# Job
Every line from the one with "Target: white pickup truck" to the end of the data needs to be copied exactly, and no line before it.

# Data supplied
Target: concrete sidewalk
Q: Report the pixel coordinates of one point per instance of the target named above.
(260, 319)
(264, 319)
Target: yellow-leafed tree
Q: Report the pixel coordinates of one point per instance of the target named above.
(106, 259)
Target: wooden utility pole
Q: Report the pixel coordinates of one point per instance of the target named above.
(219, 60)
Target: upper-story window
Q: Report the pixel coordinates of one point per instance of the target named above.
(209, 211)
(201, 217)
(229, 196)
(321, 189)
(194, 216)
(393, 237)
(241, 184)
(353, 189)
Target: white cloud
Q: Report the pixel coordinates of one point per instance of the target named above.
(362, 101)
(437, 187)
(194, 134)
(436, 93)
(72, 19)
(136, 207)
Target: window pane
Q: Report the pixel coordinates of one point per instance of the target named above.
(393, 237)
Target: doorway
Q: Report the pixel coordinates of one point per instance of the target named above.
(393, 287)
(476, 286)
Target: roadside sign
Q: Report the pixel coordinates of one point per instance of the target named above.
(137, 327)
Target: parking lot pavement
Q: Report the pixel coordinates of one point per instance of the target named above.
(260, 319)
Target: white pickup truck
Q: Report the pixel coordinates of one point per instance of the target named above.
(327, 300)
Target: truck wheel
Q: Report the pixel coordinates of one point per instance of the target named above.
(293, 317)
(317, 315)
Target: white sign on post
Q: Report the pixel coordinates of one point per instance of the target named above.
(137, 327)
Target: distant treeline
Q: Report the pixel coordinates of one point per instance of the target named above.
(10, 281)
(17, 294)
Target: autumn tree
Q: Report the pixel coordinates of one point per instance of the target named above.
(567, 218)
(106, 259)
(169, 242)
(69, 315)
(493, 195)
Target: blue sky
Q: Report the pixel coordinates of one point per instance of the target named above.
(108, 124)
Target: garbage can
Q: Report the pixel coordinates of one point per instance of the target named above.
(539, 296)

# Solved problem
Target: white pickup truck
Q: Report the pixel coordinates of one point per instance of the target named above.
(327, 300)
Target: truck wheel
Q: Report the pixel coordinates of one point per instance of the target named above.
(293, 317)
(317, 315)
Target: white sign on post
Q: Report the pixel coordinates of one point per instance of the target named above.
(137, 327)
Target: distant treeline
Q: Report the pixel coordinates of one point per instance of the target named above.
(10, 281)
(17, 294)
Target: autumn tree
Q: Report the pixel coordinates of one point per instance of the target named above.
(567, 218)
(106, 259)
(169, 242)
(69, 315)
(493, 195)
Target: blue sky
Q: Report the pixel coordinates of one point per instance of the target named above.
(108, 124)
Target: garbage can
Q: Report the pixel coordinates of one point per instance of the target named above.
(539, 296)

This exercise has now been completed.